- **Given exercise**: Update the rows from the start through the line holding "pixel 570 370", both included, so that each "Format example" reads "Sample format" and nothing else changes. Leave the pictures out of your answer.

- **Information given**:
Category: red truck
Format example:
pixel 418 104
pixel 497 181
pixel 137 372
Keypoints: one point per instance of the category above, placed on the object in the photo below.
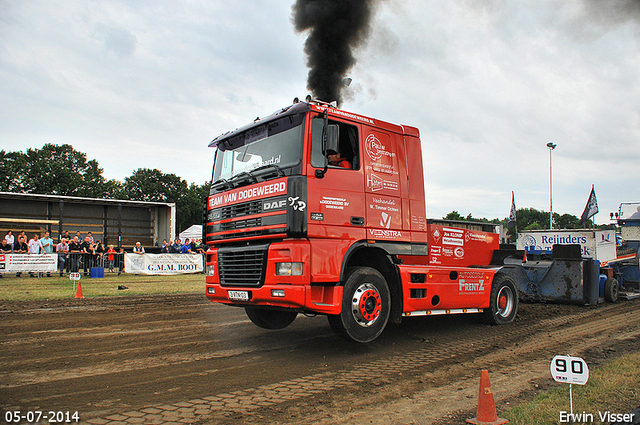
pixel 289 233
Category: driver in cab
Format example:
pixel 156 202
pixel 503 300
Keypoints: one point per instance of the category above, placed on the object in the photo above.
pixel 337 161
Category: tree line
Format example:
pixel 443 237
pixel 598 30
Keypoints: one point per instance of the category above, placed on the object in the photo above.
pixel 62 170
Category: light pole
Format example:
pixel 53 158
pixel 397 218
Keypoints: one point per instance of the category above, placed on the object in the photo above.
pixel 551 147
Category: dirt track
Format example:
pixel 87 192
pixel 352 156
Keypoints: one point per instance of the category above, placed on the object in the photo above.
pixel 179 358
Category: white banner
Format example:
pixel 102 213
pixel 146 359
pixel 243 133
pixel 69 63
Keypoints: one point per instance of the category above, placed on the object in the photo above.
pixel 14 263
pixel 163 264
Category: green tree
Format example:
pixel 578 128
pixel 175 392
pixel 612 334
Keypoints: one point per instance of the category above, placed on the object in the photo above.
pixel 11 166
pixel 154 186
pixel 61 170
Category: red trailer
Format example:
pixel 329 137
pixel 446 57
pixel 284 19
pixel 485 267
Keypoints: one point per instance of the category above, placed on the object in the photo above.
pixel 289 233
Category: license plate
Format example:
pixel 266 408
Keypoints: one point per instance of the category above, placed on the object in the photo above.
pixel 238 295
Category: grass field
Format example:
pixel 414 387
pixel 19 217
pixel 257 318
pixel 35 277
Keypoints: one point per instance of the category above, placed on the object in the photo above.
pixel 25 288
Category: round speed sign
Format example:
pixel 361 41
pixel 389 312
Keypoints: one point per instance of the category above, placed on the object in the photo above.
pixel 570 370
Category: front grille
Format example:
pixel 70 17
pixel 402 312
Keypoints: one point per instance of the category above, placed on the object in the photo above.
pixel 247 208
pixel 242 266
pixel 241 224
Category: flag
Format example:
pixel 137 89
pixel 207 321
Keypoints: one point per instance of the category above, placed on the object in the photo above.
pixel 591 209
pixel 512 214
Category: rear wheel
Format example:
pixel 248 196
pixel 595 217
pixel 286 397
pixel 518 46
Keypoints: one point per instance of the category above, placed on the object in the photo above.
pixel 270 319
pixel 504 301
pixel 611 290
pixel 366 304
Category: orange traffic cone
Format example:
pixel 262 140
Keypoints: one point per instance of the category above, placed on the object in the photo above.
pixel 486 406
pixel 79 291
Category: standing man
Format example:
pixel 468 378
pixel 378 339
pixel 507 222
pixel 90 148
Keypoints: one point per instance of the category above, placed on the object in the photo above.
pixel 47 244
pixel 138 248
pixel 88 252
pixel 35 247
pixel 20 247
pixel 75 250
pixel 10 239
pixel 62 249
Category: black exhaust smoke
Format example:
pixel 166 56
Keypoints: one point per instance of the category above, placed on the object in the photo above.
pixel 336 28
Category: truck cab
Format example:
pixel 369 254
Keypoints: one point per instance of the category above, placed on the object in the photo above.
pixel 288 232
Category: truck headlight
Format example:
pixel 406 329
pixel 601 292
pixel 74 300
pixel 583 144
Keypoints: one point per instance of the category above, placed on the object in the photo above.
pixel 289 269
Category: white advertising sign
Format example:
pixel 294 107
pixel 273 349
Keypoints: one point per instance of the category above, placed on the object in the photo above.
pixel 569 370
pixel 598 245
pixel 163 264
pixel 14 263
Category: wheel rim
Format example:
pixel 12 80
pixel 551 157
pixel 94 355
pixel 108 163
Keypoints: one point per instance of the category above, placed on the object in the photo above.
pixel 505 302
pixel 366 304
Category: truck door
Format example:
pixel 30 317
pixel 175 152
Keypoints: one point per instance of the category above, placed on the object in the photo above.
pixel 382 186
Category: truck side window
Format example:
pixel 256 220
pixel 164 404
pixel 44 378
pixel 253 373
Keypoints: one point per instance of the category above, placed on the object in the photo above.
pixel 348 143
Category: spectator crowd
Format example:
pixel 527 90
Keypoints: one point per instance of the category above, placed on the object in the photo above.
pixel 78 252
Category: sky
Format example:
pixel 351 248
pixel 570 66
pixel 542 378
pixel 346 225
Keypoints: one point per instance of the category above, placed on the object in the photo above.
pixel 148 84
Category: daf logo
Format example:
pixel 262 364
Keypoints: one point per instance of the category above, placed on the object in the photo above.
pixel 274 205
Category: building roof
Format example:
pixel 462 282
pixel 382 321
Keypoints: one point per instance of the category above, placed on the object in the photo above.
pixel 79 199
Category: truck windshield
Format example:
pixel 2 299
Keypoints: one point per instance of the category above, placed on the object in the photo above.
pixel 276 146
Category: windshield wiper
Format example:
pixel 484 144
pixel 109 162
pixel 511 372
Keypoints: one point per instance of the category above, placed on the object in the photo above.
pixel 241 178
pixel 221 184
pixel 265 176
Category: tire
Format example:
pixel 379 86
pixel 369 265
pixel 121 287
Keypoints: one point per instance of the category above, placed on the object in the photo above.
pixel 504 301
pixel 611 290
pixel 270 319
pixel 366 306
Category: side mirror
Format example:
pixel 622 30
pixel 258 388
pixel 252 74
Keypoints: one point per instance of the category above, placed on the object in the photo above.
pixel 332 136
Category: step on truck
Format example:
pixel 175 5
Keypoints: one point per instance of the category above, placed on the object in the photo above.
pixel 289 233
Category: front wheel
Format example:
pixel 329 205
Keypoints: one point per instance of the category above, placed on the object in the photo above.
pixel 504 301
pixel 270 319
pixel 366 305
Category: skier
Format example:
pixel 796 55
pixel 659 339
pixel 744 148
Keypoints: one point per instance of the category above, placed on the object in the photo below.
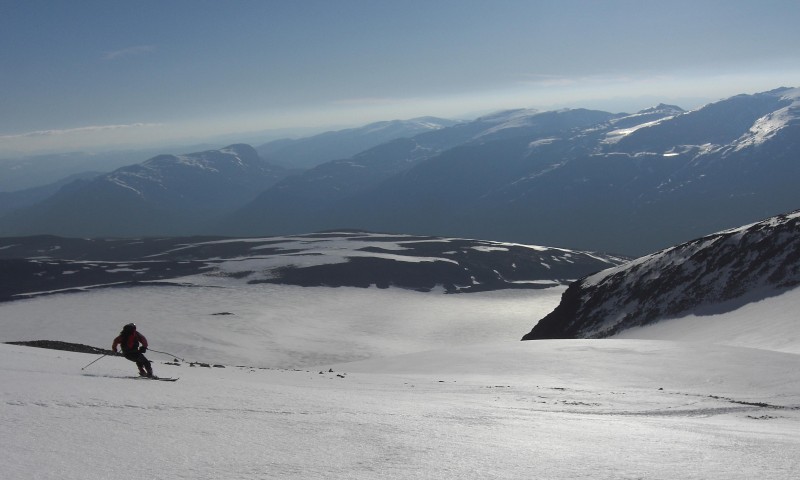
pixel 129 339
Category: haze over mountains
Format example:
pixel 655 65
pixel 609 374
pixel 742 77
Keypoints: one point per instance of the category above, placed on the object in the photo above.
pixel 582 179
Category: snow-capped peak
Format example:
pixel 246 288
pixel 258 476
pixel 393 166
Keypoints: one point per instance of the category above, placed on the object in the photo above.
pixel 769 125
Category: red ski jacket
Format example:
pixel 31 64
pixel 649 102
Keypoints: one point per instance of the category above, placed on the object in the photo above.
pixel 131 343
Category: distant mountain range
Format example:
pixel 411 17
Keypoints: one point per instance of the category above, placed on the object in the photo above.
pixel 166 195
pixel 581 179
pixel 336 145
pixel 40 265
pixel 715 273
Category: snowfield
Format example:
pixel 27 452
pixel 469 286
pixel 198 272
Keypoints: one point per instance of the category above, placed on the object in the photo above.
pixel 369 383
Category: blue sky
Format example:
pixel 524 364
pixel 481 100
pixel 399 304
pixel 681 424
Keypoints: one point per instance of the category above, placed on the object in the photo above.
pixel 100 74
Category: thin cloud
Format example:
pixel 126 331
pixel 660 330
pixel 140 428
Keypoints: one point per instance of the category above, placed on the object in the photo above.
pixel 129 52
pixel 77 131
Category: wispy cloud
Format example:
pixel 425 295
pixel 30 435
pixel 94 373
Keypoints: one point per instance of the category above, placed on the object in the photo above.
pixel 129 52
pixel 76 131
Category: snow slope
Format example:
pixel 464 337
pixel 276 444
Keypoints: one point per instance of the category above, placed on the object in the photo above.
pixel 559 409
pixel 388 384
pixel 264 325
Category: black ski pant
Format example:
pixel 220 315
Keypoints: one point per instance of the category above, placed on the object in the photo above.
pixel 141 362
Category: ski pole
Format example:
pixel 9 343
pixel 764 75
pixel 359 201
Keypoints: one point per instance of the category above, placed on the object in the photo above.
pixel 166 353
pixel 104 355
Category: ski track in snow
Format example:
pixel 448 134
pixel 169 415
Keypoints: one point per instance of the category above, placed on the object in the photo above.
pixel 61 422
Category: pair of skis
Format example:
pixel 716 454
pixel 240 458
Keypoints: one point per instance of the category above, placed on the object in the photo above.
pixel 163 379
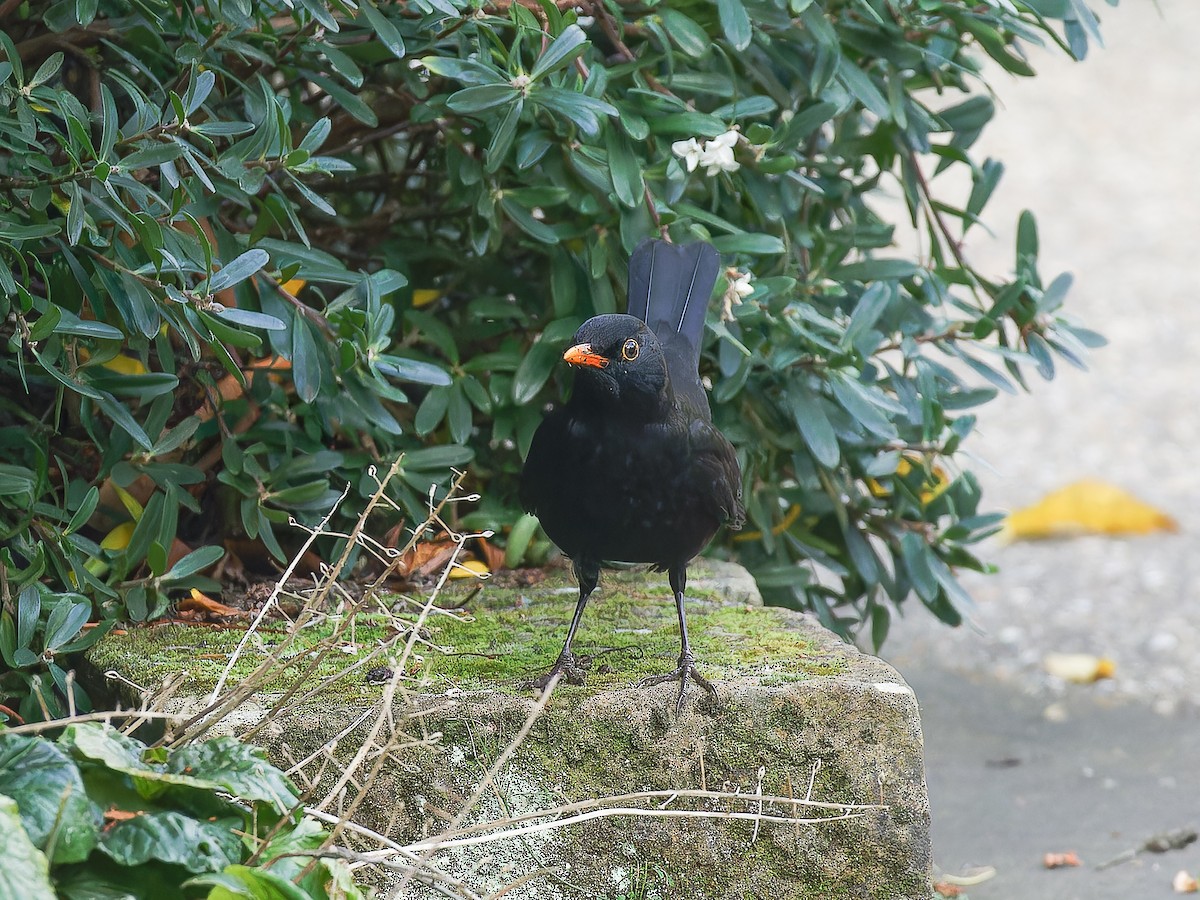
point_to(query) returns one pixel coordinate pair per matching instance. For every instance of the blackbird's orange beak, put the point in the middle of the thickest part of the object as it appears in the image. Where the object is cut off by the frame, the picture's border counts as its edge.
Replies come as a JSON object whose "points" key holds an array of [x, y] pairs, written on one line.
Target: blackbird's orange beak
{"points": [[582, 354]]}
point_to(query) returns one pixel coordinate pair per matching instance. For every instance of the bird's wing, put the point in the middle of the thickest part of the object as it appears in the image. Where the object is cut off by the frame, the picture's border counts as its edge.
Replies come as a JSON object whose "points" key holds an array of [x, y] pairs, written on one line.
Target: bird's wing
{"points": [[669, 289], [535, 477], [717, 460]]}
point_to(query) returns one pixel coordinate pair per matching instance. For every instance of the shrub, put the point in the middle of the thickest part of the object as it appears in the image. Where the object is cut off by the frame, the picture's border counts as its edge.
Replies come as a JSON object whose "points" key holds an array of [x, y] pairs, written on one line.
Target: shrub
{"points": [[97, 814], [250, 249]]}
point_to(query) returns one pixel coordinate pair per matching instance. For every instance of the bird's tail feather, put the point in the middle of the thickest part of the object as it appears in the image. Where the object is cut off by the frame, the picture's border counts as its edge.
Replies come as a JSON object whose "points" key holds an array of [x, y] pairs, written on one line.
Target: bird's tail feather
{"points": [[669, 289]]}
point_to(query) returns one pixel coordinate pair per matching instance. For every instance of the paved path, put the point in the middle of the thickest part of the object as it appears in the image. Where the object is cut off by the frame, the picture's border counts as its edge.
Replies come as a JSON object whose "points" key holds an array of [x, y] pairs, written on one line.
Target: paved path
{"points": [[1019, 765]]}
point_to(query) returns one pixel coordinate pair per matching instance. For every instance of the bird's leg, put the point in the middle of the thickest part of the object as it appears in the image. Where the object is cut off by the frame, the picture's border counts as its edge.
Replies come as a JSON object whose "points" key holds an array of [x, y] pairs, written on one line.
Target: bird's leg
{"points": [[588, 575], [687, 669]]}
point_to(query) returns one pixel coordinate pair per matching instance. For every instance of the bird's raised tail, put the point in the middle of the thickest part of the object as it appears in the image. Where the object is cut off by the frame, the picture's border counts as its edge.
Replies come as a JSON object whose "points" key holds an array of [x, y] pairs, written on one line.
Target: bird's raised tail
{"points": [[669, 289]]}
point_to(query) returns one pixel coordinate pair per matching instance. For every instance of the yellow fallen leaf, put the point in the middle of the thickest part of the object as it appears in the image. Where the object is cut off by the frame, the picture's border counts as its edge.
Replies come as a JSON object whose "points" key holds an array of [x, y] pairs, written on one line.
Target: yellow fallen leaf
{"points": [[1079, 667], [424, 297], [119, 538], [471, 569], [125, 365], [1086, 508], [778, 528], [934, 487]]}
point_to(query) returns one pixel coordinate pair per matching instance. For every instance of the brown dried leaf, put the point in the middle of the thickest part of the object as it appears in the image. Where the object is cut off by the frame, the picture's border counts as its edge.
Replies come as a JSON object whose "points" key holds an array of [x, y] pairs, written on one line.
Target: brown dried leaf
{"points": [[1061, 861]]}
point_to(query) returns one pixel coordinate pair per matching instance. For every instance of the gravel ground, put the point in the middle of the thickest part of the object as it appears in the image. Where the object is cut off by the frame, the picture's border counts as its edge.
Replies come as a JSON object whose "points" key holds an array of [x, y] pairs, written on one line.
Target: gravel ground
{"points": [[1018, 762], [1104, 154]]}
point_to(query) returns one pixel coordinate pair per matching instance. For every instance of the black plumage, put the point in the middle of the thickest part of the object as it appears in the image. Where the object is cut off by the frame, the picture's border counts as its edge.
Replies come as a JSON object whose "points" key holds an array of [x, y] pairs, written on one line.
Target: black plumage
{"points": [[630, 468]]}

- **Result of the task**:
Category: red truck
Sample format:
pixel 418 104
pixel 497 181
pixel 137 372
Keypoints: one point per instance of the category above, placed on the object in the photo below.
pixel 289 233
Category: driver in cab
Sample format:
pixel 156 202
pixel 503 300
Keypoints: one point per instance of the category above, placed on the object in the photo above.
pixel 337 161
Category: tree line
Sample format:
pixel 443 237
pixel 598 30
Keypoints: one point per instance of the category above, placed on the object in the photo above.
pixel 62 170
Category: light pole
Sample format:
pixel 53 158
pixel 397 218
Keypoints: one point per instance of the category above, placed on the object in the photo above.
pixel 551 147
Category: dirt track
Sample format:
pixel 87 192
pixel 352 156
Keypoints: one point per instance of the category above, placed on the object in the photo above.
pixel 179 358
Category: white banner
Sample format:
pixel 102 213
pixel 146 359
pixel 243 133
pixel 69 63
Keypoints: one point per instance of the category above, placed on the object in the photo above.
pixel 14 263
pixel 163 264
Category: green tree
Sample format:
pixel 578 128
pixel 175 392
pixel 612 334
Keypoints: one point per instance of the category above, placed on the object in the photo above.
pixel 11 166
pixel 154 186
pixel 61 170
Category: red trailer
Sample format:
pixel 329 137
pixel 446 57
pixel 284 19
pixel 485 267
Keypoints: one point per instance of the category above, placed on the object in the photo above.
pixel 289 233
Category: license plate
Sample format:
pixel 266 408
Keypoints: one point per instance of the category above, placed on the object in the photo above.
pixel 238 295
Category: grass field
Sample format:
pixel 414 387
pixel 19 217
pixel 257 318
pixel 35 277
Keypoints: one point per instance of the category above, placed on the object in the photo above.
pixel 25 288
Category: round speed sign
Sample format:
pixel 361 41
pixel 389 312
Keypoints: one point per instance of the category above, placed on the object in the photo above.
pixel 570 370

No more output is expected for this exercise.